**Selected excerpt**
Food Lion, Inc. v. Washington County Beer Board

BROCK, Justice.

Each of the plaintiffs, Food Lion, Inc., and Chuckey Trading Company, sought permits for the sale of beer, but the defendant beer board denied their applications on grounds that the proposed locations were situated within 2,000 ft. of “public gathering places” and thus violated an ordinance of the county prohibiting the location of establishments for the sale of beer within 2,000 ft. of “public gathering places.” Each of the plaintiffs then filed suit in the circuit court seeking to have the *894denial of the beer board reversed and the permits granted on grounds that the 2,000 ft. rule ordinance was not enforceable against the plaintiffs because the defendant board had previously issued a permit for the sale of beer to the 107 Package Store which was located within 2,000 ft. of two places of public gathering and had operated in that location for approximately seven years prior to the filing by the plaintiffs of their applications for permits. These two cases were consolidated and tried together by the circuit judge who found that the issuance of the beer permit to the 107 Package Store had indeed been in violation of the 2,000 ft. rule ordinance and, therefore, that the 2,000 ft. rule could not be used as a basis for denying the permits sought by the plaintiffs. Accordingly, on October 16, 1984, the trial court entered a final judgment in favor of the plaintiffs and against the defendant beer board requiring that the permits for the sale of beer would be issued to each of the plaintiffs.

The defendant beer board then set about to revoke the permit which had been issued to the 107 Package Store seven years previously and on November 7, 1984, formally revoked that permit.1

Thirty days from the entry of the final judgment on October 16, 1984, expired on November 15, 1984.

The defendant board filed a notice of appeal on November 13, 1984. Later, on January 8, 1985, the defendant dismissed this appeal voluntarily.

On November 21, 1984, the defendant filed a motion pursuant to Rule 60.02, Tennessee Rules of Civil Procedure, seeking to have the judgment of October .16, 1984, in favor of the plaintiffs set aside :and praying for a judgment in favor of the defendant denying the permits. This motion for Rule 60.02 relief was premised on the argument that on November 7, 1984, the beer board had revoked the beer permit of the 107 Package Store and, therefore, that there was no longer any impediment to the enforcement of the 2,000 ft. rule against these plaintiffs. The excuse offered by the defendant for not asserting this “defense” prior to November 15, 1984, when the judgment in favor of the plaintiffs entered on October 16, 1984, became final was stated by the board in its motion for Rule 60.02 relief as follows:

“A limited time available for considera^ tion of the complicated questions involved requiring research was such as to place severe hardship upon counsel for defendant in attempting the [sic] ascertain the appropriate method of preserving the defendant county’s rights in the pending litigation. In considering the matter, it was first thought that relief under Rule 14 of the Tennessee Rules of Appellate Procedure, wherein post-judgment facts could be brought to the attention of the trial court would be the appropriate remedy. That question likewise hinged upon the question of whether the judgment was entered October 16 or entered when it became final on November 16 (more than thirty days after the entry of the judgment). In any event the appeal properly stayed the effect of judgment in the above-styled causes under Rule 62.06, Tennessee Rules of Civil Procedure.

**Listed records**
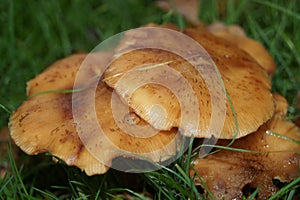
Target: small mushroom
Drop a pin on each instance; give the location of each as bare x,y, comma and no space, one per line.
247,84
235,35
45,123
273,153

**Given request 1**
Reproduce word for word everything in the beer board opinion from "Thirty days from" down to "this appeal voluntarily.".
**Given request 2**
Answer these questions from the beer board opinion:
(a) On what date did the beer board formally revoke the 107 Package Store's permit?
(b) When did the defendant voluntarily dismiss its appeal?
(c) For about how long had the 107 Package Store operated at its location before the plaintiffs applied?
**Given request 3**
Extend the beer board opinion beyond its last sentence.
The records have no part in this exercise.

**Exercise answer 1**
Thirty days from the entry of the final judgment on October 16, 1984, expired on November 15, 1984.

The defendant board filed a notice of appeal on November 13, 1984. Later, on January 8, 1985, the defendant dismissed this appeal voluntarily.

**Exercise answer 2**
(a) November 7, 1984
(b) January 8, 1985
(c) Approximately seven years

**Exercise answer 3**
“Defendant Washington County respectfully submits that it should be relieved of the portion of the final judgment entered in the above-styled causes which authorizes the issuance of beer permits to Pood Lion, Inc. and Chuckey Trading Company under the provisions of Rule 60.02(1) and (5), Tennessee Rules of Civil Procedure. That the criteria required for the court to exercise its discretion and invoke this rule is met and is present by reason of the Washington County counsel’s inability to timely seek to *895amend the judgment of the court entered October 16, 1984, due to the very limited time available for action and in support thereof affidavit of counsel, Mark C. Hicks, Jr., is filed herewith as Exhibit C and incorporated herein by reference.”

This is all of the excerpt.